SOURCE PASSAGE>
[Begin]

Does Facebook Have a Hidden Agenda for Its Messenger Payments?
Facebook threw its hat into the mobile payments ring when it announced Tuesday it would begin to roll out the ability for people to send payments to each other via the Messenger app. Facebook certainly isn’t the first social platform to do so, as payment options like Square have been around for some time, and apps such as Snapchat introduced payment options late in 2014. To many people who hang on Mark Zuckerberg’s every word, the mobile cash transfers shouldn’t be a surprise. But the shift is still notable, mostly because of what it could mean for the company in the long term.
Mobile payments are becoming more normalized. At least 27 apps allow you to pay a business or institution with your smartphone, and peer-to-peer payments (what Snapchat and Facebook are doing) seems to be a natural progression. Why not pay your friend for concert tickets through your phone, as Facebook’s own example shows? Plus, a few differences set the Facebook move apart from the others. For one, the company is now using the expertise of former PayPal president David Marcus, who joined the social media company in June 2014. Two, Facebook is only allowing debit card transactions. And what’s more, the company set up the payment plan on its own instead of relying on other platforms. So not only does Facebook have your debit card information, but now it has the opportunity move toward other promotions on its site.
To be clear, Facebook isn’t looking to make money off of its 21st century equivalent of a wire transfer. Payments to Facebook friends are free, and there’s no charge to use the platform or to receive payments. By simply hitting the new $ symbol in the messenger section on iPhones, Androids, or desktops, you can enter the payment amount and send it to whomever you want. Facebook users must have a debit card on file with the company to send payments, and you need to also put card information on your account to receive a payment.
Facebook already has a reported 500 million people using its messaging services, and a total 1.3 billion people worldwide have a Facebook account. According to the company’s fourth-quarter earnings report in 2014, the site had about 890 million active daily users in December, an 18% increase from the year before. Needless to say, Facebook already has a robust built-in audience to sway toward using the new payments service. The move, overseen by Marcus as the vice president of messaging products, likely signals a shift toward more e-commerce traffic on the social media platform.
Once Facebook has users’ debit card information already stored, it becomes that much easier to market other products they can buy with the click of a mouse. The company began testing a “Buy” button on its newsfeed, in which Facebook users can purchase goods featured in ads or posts. Facebook teamed up with payments startup Stripe to power the service, which also required a card on file. Facebook confirmed to Wired that users who link a debit card to their account for Messenger payments can also use that information to buy games on Facebook’s main site. And with the cards stored on the company’s servers, who’s to say it can’t be used for other purchases down the road?

[End]

SUPPLIED ENTRIES>
[Begin]

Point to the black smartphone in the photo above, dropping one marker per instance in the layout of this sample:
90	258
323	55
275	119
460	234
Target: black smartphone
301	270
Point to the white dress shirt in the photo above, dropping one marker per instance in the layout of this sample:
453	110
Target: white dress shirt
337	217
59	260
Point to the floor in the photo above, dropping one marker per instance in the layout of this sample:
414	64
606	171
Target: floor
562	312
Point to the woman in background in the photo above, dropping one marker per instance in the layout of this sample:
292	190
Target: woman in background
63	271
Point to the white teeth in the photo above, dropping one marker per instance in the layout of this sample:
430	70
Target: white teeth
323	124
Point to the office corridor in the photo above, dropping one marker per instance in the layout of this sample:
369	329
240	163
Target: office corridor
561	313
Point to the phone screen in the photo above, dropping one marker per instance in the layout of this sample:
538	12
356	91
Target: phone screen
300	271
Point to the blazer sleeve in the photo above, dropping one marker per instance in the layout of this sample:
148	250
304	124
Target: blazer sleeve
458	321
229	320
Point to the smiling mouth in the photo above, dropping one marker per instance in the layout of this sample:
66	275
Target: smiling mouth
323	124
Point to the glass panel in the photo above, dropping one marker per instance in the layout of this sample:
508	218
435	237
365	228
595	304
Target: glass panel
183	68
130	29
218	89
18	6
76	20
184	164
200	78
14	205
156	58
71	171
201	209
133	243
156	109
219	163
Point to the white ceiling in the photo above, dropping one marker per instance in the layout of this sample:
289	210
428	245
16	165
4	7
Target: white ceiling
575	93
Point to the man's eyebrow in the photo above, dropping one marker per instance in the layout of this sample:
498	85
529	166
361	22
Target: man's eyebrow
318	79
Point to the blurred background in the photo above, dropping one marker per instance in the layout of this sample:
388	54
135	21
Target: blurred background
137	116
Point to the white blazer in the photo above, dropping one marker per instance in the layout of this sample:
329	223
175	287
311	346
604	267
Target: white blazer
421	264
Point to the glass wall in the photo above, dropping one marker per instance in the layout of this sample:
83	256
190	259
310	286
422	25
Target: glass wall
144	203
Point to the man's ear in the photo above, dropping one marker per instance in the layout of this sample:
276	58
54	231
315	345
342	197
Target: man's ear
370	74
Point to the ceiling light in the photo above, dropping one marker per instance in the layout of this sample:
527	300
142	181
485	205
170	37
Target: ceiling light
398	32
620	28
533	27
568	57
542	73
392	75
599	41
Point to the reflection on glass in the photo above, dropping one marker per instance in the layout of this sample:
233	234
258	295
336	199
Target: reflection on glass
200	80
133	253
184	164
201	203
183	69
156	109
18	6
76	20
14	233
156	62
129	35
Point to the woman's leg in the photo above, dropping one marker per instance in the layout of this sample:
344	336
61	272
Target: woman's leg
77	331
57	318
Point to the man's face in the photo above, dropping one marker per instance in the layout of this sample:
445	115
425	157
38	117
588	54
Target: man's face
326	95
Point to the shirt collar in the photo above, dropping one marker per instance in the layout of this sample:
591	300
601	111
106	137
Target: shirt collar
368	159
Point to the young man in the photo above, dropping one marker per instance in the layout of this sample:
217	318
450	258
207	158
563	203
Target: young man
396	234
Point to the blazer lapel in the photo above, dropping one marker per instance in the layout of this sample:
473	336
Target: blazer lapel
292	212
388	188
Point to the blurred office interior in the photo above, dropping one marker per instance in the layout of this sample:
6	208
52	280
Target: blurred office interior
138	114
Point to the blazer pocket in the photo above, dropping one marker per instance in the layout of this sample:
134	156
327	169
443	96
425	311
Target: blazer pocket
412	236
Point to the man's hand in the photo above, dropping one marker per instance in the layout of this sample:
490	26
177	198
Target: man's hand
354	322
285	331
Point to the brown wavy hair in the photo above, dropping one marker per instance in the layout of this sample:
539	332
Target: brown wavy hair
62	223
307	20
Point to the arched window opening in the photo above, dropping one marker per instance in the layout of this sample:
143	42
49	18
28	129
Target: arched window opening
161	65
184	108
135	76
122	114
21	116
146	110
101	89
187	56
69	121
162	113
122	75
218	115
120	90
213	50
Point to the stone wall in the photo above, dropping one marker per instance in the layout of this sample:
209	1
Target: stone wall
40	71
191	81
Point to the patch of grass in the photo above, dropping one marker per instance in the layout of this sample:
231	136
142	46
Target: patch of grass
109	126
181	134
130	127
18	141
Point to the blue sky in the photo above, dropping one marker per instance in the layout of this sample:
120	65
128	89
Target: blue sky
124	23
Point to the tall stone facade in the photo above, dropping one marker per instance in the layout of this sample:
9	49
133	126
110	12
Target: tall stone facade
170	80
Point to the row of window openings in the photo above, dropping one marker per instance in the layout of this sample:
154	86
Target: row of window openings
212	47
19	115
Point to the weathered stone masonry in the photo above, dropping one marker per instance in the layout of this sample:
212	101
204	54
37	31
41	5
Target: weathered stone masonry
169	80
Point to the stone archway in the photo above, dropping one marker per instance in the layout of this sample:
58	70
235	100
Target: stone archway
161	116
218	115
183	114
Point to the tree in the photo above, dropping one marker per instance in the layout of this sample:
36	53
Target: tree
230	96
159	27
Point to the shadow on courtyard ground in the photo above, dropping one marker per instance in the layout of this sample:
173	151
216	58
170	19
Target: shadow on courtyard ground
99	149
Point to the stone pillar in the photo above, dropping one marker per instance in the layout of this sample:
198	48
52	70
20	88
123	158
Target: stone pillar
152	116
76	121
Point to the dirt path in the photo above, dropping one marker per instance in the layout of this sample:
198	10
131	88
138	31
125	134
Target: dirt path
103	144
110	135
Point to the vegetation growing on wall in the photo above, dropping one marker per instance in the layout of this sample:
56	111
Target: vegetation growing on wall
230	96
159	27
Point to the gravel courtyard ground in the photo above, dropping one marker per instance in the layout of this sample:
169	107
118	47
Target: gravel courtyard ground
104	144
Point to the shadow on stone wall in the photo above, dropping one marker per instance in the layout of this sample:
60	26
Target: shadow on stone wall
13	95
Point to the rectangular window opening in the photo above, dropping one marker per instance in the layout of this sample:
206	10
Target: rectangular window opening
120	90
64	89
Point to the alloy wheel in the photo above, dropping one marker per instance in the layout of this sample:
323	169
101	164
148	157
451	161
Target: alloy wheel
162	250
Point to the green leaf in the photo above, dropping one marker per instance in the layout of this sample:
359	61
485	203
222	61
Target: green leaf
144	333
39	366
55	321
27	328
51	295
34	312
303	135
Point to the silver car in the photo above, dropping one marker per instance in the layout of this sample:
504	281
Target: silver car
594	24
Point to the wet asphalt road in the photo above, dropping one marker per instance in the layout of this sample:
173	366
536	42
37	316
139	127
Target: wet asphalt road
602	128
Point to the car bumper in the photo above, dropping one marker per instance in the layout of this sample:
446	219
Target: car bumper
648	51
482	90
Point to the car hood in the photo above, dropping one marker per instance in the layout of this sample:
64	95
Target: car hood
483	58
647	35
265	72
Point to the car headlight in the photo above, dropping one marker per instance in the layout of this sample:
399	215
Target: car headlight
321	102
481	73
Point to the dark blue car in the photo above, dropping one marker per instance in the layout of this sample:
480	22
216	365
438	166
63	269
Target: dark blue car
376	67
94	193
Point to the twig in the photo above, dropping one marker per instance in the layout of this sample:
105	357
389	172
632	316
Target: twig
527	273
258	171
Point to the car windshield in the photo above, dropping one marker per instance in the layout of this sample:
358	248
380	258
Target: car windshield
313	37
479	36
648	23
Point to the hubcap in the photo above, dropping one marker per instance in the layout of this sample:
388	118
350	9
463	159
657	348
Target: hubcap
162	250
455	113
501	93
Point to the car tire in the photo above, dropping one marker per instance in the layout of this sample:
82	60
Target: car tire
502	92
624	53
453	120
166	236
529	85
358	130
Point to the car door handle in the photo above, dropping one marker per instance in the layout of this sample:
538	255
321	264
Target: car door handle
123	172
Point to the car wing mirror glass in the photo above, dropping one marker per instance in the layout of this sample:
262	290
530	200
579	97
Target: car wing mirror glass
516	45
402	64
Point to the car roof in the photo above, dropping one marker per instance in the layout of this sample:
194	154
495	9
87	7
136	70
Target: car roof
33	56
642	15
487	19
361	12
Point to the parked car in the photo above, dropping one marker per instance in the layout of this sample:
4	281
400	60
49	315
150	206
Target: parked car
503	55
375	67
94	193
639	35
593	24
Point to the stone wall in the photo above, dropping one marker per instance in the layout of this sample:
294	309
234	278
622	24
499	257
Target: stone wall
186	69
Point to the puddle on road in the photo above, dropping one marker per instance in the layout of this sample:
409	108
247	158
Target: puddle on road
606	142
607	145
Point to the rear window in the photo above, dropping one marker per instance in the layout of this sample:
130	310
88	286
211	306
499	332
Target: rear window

[End]

TASK 1> According to the Facebook payments article, in what month and year did David Marcus join Facebook?
TASK 2> Reproduce the portion of the Facebook payments article from "Once Facebook has" to "down the road?".

WRITTEN ANSWER 1> June 2014

WRITTEN ANSWER 2>
Once Facebook has users’ debit card information already stored, it becomes that much easier to market other products they can buy with the click of a mouse. The company began testing a “Buy” button on its newsfeed, in which Facebook users can purchase goods featured in ads or posts. Facebook teamed up with payments startup Stripe to power the service, which also required a card on file. Facebook confirmed to Wired that users who link a debit card to their account for Messenger payments can also use that information to buy games on Facebook’s main site. And with the cards stored on the company’s servers, who’s to say it can’t be used for other purchases down the road?